- [WHAT NEEDS TO BE DONE] Convert the material starting at the line that contains "Task: in the photo below, where" and ending after the line that contains "x=59, y=178" into a two-column CSV headed input and output. Each row should pair a text with its answer, each in one quoted field with line breaks replaced by spaces, and no pictures included.

>> START PROVIDED ENTRIES

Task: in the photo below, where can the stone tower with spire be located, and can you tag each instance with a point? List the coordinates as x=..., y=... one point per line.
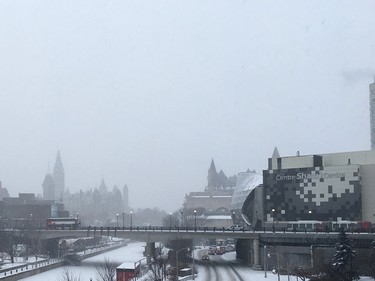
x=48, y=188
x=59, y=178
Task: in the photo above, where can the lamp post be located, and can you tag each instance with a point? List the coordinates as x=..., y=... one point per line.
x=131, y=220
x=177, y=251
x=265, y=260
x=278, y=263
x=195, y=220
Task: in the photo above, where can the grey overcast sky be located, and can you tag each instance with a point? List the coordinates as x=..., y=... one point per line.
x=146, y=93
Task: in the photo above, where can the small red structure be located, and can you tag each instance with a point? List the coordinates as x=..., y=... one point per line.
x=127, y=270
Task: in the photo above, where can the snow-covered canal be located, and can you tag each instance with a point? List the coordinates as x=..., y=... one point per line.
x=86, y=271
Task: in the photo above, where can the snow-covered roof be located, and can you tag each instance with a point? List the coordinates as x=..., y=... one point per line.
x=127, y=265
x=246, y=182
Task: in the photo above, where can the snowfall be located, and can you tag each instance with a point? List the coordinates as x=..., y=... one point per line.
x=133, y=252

>> END PROVIDED ENTRIES
>> START PROVIDED ENTRIES

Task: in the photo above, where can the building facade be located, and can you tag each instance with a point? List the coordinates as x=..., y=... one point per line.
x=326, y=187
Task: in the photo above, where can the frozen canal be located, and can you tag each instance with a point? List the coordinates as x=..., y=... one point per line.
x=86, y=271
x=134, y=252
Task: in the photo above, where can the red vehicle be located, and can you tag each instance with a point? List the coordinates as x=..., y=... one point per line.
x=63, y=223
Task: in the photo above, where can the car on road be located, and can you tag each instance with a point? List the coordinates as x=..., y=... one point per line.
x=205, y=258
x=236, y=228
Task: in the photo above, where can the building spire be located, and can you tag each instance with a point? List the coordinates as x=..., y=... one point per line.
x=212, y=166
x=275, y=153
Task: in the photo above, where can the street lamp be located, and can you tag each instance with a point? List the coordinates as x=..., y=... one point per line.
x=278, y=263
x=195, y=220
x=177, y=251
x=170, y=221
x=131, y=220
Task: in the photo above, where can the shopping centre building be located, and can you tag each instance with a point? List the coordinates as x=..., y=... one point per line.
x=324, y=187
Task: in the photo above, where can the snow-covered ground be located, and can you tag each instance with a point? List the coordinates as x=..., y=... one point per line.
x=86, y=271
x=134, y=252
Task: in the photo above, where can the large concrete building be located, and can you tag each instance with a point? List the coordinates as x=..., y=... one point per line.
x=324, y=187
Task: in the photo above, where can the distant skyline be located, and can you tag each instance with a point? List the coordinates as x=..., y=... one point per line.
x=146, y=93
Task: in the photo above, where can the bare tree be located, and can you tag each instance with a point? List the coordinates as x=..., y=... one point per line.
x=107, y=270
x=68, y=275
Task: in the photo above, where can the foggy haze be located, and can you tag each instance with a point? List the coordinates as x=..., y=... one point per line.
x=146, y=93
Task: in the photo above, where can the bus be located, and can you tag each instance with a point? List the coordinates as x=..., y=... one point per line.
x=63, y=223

>> END PROVIDED ENTRIES

- [EXERCISE RESULT]
input,output
"Task: in the photo below, where can the stone tower with spire be located, and can you tag each instance with a point? List the coordinates as x=..., y=... one point per line.","x=48, y=188 x=59, y=178"